WORK TASK => Would you write out, word for word, each line of the records below from the top through the one holding "column 195, row 254"?

GIVEN RECORDS =>
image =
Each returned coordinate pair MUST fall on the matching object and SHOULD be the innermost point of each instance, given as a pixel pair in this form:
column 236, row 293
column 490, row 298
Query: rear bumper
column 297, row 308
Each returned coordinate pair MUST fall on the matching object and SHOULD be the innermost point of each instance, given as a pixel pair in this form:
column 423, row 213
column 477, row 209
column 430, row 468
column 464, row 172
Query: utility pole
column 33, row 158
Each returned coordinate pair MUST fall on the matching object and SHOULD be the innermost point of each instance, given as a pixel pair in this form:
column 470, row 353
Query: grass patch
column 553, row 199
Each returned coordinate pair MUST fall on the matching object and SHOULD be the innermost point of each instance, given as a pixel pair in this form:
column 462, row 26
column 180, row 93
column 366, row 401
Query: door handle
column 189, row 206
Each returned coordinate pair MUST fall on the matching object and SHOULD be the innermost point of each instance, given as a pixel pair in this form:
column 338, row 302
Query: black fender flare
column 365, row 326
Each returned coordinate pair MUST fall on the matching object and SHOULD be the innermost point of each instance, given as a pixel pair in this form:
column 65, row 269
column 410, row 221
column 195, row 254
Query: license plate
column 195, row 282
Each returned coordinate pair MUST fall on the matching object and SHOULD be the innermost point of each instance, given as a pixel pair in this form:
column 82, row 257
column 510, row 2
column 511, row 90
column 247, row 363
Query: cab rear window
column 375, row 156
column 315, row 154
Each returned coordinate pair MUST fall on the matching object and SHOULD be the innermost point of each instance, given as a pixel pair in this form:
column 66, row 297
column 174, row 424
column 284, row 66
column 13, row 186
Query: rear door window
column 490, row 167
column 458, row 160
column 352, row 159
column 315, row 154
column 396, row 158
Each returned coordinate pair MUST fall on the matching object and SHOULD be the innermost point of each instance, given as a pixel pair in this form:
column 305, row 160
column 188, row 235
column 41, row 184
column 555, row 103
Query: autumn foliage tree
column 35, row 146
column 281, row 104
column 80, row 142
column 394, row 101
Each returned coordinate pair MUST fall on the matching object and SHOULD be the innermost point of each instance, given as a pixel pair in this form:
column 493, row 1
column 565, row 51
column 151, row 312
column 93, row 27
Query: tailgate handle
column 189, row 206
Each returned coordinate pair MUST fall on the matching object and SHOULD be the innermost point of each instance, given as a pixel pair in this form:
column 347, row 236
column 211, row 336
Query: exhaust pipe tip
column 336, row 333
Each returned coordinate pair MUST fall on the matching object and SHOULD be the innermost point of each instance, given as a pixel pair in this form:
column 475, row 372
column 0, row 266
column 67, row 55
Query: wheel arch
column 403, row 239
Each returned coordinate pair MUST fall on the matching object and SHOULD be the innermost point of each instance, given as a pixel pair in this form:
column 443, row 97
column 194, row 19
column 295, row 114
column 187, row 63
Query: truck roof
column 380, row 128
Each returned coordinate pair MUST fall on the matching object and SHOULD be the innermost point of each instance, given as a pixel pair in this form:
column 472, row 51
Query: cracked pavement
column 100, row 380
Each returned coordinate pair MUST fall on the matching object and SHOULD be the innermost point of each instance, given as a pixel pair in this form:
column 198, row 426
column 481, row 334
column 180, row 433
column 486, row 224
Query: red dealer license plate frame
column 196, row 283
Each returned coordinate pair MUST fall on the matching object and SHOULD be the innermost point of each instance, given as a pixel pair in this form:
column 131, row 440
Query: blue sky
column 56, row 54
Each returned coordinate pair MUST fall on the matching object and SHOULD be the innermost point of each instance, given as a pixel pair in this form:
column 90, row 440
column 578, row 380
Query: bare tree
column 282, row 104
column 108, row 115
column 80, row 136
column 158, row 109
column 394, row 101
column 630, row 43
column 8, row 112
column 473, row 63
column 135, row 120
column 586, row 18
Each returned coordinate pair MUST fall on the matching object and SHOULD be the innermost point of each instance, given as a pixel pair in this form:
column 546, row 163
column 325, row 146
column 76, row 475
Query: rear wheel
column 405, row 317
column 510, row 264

OUTPUT BELOW =>
image =
Each returned coordinate pair MUST fall on the matching object and SHOULD be the innermost point of each instance, given as a pixel pair in this form:
column 236, row 293
column 490, row 298
Query: rear bumper
column 297, row 308
Each returned coordinate pair MUST fall on the matching object and SHOULD be the innermost point of each instance, given as a pixel pair in this form:
column 423, row 213
column 477, row 209
column 430, row 468
column 464, row 172
Query: utility pole
column 33, row 158
Each returned coordinate pair MUST fall on the matching object and SHOULD be the innermost point of each instance, given as a pixel pair in this form:
column 470, row 353
Query: grass patch
column 553, row 199
Each returned coordinate pair MUST fall on the matching object and SHOULD be the innermost point of each instance, given as a pixel pair in this form:
column 462, row 26
column 180, row 93
column 366, row 401
Query: door handle
column 189, row 206
Each returned coordinate pair MUST fall on the matching object and SHOULD be the innermost point of each instance, given as a pixel pair in this form:
column 338, row 302
Query: black fender flare
column 365, row 326
Each returned coordinate pair MUST fall on the matching object and SHOULD be the innermost point of each instance, given as a pixel pair in this form:
column 65, row 269
column 410, row 221
column 195, row 254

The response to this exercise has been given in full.